### What the task requires
Please take the lines from the one holding "Target: blurred background player" through the one holding "[[224, 54]]" in the data below and copy them exactly.

(Provided records)

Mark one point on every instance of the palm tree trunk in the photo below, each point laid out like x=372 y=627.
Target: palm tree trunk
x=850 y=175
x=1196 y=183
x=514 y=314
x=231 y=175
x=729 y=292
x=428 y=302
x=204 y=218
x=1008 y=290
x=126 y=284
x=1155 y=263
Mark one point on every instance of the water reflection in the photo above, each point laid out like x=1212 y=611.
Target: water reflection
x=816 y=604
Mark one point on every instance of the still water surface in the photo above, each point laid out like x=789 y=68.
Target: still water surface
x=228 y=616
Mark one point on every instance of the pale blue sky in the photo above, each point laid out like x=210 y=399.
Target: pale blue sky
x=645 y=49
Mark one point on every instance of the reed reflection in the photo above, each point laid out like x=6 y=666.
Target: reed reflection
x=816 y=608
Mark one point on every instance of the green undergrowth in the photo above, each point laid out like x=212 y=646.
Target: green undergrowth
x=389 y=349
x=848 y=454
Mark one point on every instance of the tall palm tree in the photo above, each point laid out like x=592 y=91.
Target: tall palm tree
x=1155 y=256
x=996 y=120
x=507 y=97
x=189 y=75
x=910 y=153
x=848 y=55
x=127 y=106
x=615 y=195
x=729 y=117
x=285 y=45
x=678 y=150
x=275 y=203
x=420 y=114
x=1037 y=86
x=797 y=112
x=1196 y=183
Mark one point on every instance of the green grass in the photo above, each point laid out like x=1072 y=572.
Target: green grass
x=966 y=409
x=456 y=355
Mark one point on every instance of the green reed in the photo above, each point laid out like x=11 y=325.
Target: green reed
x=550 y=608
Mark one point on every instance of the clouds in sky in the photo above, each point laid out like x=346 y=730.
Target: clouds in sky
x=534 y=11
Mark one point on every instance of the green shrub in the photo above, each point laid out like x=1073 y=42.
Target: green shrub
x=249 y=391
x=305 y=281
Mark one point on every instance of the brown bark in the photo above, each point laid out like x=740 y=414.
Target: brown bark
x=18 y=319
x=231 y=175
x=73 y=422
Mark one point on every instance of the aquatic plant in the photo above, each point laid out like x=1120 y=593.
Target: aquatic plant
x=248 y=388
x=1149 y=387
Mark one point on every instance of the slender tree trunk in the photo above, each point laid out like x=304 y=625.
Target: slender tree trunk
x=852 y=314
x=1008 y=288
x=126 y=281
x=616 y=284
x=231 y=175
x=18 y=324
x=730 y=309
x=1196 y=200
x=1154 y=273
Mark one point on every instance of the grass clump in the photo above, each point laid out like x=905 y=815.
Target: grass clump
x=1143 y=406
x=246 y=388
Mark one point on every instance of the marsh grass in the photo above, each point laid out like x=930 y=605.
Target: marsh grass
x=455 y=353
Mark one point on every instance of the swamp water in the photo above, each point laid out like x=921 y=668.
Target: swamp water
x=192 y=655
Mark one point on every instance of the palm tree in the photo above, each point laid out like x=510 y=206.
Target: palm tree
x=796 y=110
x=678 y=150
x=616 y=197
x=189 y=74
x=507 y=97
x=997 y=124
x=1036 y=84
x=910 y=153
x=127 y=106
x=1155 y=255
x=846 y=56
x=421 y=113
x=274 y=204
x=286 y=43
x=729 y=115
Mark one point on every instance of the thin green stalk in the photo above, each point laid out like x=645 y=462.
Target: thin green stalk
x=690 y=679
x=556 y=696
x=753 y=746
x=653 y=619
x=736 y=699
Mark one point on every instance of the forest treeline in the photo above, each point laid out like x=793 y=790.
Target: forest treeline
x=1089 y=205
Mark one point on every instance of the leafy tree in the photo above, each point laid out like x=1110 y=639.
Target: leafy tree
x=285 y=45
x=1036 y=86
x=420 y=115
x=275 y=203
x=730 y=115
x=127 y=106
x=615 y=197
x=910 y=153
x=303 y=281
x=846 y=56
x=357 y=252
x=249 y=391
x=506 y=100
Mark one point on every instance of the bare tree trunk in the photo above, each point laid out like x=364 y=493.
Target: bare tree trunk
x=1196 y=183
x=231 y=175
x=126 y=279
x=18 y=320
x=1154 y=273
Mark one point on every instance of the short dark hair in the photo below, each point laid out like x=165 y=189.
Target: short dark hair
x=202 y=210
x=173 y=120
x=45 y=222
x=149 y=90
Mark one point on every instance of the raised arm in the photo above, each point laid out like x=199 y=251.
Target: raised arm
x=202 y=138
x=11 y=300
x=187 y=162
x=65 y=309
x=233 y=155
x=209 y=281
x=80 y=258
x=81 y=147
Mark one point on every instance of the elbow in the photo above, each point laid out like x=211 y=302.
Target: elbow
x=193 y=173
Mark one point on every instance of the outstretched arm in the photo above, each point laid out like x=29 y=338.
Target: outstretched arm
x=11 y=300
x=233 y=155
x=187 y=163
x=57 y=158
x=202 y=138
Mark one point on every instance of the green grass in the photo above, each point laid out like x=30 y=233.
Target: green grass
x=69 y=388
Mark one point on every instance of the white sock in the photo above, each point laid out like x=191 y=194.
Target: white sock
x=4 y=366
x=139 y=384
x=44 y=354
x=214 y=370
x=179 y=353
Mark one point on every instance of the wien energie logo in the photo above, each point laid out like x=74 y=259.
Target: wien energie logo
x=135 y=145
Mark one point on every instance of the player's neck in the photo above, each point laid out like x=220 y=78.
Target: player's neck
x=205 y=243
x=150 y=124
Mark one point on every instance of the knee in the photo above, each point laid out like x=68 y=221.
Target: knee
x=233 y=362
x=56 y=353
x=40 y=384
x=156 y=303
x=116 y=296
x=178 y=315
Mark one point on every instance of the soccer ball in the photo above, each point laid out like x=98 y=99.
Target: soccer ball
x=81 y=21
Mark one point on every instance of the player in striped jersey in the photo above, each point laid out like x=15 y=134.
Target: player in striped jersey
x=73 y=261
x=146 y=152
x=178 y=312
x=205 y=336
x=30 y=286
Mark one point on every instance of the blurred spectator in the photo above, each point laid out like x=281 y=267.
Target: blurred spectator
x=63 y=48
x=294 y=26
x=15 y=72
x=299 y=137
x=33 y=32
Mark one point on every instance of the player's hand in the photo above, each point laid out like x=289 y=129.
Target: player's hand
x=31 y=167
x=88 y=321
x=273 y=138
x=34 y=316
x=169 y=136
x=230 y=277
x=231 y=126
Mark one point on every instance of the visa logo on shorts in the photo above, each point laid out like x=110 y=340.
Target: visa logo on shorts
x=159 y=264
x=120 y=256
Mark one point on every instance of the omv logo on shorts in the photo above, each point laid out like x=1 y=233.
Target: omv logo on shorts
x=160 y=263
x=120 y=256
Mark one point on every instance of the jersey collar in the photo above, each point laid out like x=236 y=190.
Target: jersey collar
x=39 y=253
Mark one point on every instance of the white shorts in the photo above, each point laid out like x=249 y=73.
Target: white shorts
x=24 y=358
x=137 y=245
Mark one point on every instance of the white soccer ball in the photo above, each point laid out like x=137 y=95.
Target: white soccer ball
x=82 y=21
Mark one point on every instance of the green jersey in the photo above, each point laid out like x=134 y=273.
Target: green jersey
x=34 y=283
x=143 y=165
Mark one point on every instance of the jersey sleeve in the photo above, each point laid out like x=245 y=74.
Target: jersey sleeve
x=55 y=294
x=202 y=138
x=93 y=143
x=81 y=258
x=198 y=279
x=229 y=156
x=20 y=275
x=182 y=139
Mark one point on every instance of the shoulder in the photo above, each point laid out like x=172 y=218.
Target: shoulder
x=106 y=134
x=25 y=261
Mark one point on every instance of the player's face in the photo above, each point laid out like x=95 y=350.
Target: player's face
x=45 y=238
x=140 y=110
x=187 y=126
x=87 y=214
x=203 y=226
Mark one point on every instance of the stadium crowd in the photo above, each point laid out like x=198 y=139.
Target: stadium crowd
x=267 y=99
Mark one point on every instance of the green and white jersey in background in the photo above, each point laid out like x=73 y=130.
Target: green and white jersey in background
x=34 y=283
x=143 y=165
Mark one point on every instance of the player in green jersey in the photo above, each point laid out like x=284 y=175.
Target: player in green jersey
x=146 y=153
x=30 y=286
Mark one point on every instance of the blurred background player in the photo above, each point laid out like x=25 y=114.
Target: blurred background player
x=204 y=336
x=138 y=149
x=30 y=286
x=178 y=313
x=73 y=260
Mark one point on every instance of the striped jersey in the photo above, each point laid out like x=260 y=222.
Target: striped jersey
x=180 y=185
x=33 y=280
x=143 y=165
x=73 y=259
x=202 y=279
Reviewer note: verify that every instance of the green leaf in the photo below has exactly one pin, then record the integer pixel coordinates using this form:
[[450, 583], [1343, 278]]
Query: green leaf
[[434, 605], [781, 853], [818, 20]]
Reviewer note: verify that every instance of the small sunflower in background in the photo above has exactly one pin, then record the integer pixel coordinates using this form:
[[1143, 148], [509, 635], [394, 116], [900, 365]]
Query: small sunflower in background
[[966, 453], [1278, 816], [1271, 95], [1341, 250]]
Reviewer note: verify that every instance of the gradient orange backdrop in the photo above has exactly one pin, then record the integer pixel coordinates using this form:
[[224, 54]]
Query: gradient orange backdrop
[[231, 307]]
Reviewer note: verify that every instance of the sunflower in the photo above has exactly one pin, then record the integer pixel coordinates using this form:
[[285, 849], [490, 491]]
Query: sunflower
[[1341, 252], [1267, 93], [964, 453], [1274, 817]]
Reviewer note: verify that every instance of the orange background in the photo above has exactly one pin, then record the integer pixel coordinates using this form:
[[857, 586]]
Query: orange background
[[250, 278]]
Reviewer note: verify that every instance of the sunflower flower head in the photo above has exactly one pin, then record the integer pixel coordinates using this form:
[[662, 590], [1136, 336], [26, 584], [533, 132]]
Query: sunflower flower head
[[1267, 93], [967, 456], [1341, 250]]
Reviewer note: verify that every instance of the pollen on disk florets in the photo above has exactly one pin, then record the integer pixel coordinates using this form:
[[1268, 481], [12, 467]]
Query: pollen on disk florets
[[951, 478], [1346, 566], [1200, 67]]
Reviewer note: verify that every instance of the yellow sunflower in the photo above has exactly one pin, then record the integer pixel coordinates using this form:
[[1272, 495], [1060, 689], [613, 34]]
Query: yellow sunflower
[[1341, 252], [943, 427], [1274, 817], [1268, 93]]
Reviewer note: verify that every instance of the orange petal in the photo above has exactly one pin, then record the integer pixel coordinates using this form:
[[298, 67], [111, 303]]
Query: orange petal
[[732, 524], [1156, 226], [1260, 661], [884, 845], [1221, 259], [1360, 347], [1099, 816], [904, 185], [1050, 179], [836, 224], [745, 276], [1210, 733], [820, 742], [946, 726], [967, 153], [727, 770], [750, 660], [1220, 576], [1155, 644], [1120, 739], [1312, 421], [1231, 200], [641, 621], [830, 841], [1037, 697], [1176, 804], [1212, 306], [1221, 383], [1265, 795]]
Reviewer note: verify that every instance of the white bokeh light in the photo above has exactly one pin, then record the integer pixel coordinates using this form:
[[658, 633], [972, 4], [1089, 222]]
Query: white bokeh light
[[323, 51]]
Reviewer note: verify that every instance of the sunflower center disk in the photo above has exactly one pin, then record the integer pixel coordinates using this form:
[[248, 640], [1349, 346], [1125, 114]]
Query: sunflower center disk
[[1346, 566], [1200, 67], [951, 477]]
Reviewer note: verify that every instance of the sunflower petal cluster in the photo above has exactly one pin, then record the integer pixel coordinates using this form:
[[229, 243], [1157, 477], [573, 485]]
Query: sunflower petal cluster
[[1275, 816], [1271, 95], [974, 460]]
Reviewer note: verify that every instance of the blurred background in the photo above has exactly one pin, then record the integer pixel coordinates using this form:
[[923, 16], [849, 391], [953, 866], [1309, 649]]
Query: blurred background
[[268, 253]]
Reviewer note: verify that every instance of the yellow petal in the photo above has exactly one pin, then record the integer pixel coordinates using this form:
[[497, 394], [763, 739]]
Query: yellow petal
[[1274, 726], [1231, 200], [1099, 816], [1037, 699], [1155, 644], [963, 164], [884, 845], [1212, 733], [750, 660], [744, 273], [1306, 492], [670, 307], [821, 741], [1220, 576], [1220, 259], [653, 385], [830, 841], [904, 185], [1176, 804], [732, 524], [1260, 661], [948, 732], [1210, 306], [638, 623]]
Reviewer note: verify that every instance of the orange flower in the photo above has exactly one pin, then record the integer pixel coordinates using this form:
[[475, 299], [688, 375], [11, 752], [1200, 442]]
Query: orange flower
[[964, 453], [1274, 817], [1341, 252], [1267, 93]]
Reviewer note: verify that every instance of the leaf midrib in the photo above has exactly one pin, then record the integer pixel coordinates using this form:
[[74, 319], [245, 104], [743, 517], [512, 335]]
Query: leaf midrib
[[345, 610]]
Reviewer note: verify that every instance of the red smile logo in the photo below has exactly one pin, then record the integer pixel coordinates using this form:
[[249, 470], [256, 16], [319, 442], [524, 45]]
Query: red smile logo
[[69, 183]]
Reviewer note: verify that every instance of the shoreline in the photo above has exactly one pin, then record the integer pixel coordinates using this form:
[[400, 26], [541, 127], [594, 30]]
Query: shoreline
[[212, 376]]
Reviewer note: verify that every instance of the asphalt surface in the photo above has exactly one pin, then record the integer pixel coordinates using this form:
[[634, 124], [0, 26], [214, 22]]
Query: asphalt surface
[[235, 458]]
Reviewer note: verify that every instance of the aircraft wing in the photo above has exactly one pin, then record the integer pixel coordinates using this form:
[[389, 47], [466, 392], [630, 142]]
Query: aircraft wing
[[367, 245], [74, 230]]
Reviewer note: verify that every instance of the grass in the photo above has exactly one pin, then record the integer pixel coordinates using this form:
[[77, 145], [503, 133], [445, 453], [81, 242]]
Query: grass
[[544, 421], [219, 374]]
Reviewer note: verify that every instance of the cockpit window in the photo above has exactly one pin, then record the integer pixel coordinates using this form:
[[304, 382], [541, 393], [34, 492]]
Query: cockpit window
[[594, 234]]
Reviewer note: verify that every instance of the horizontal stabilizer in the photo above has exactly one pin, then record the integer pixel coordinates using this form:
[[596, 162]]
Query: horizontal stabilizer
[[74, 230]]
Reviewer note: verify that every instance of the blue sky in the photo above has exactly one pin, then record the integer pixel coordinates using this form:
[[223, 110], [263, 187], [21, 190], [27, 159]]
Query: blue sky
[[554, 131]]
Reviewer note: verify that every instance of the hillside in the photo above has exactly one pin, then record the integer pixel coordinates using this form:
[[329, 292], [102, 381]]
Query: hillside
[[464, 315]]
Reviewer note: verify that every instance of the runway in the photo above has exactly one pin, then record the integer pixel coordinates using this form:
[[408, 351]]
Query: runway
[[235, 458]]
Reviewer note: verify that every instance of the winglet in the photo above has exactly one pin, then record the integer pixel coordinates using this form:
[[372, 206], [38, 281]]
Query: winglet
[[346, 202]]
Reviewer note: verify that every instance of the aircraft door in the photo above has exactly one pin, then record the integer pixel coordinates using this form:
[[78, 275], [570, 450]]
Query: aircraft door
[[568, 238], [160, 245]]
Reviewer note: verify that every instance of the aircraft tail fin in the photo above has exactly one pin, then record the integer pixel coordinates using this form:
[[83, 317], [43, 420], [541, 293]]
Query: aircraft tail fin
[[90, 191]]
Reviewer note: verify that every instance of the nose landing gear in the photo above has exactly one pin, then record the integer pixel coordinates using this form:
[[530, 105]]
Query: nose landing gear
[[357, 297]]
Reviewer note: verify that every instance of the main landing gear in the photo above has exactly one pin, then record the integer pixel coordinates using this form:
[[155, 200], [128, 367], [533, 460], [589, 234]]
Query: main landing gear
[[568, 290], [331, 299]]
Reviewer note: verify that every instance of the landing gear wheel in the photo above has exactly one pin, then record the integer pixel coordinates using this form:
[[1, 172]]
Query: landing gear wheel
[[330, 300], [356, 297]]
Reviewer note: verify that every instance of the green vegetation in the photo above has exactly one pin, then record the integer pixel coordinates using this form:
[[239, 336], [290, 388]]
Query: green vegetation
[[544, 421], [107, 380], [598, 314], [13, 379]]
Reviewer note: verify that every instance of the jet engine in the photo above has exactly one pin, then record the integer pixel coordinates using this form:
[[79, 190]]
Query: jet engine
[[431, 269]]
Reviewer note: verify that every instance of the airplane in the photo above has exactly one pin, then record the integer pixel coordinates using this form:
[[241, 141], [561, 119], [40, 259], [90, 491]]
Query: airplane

(End Provided records)

### Answer
Target: blurred background player
x=204 y=336
x=138 y=149
x=30 y=286
x=178 y=313
x=73 y=260
Mark one point on every instance of the striped jersey in the photo above, each point laid out like x=260 y=222.
Target: striped jersey
x=180 y=185
x=33 y=280
x=143 y=165
x=73 y=259
x=202 y=279
Reviewer note: verify that every instance of the green leaf in the photo below has exactly one pin, then record the integer pixel coordinates using this form:
[[450, 583], [1343, 278]]
Query: green leaf
[[434, 605], [781, 853], [818, 20]]
Reviewer note: verify that every instance of the small sunflower in background in the photo above has exactly one pin, then record the integer pixel coordinates using this form:
[[1143, 148], [509, 635], [394, 116], [900, 365]]
Query: small sunflower in background
[[966, 453], [1278, 816], [1271, 95], [1341, 250]]
Reviewer note: verify that every instance of the gradient orange backdrop in the photo above has exactly one pin, then record the integer pixel coordinates using this form:
[[224, 54]]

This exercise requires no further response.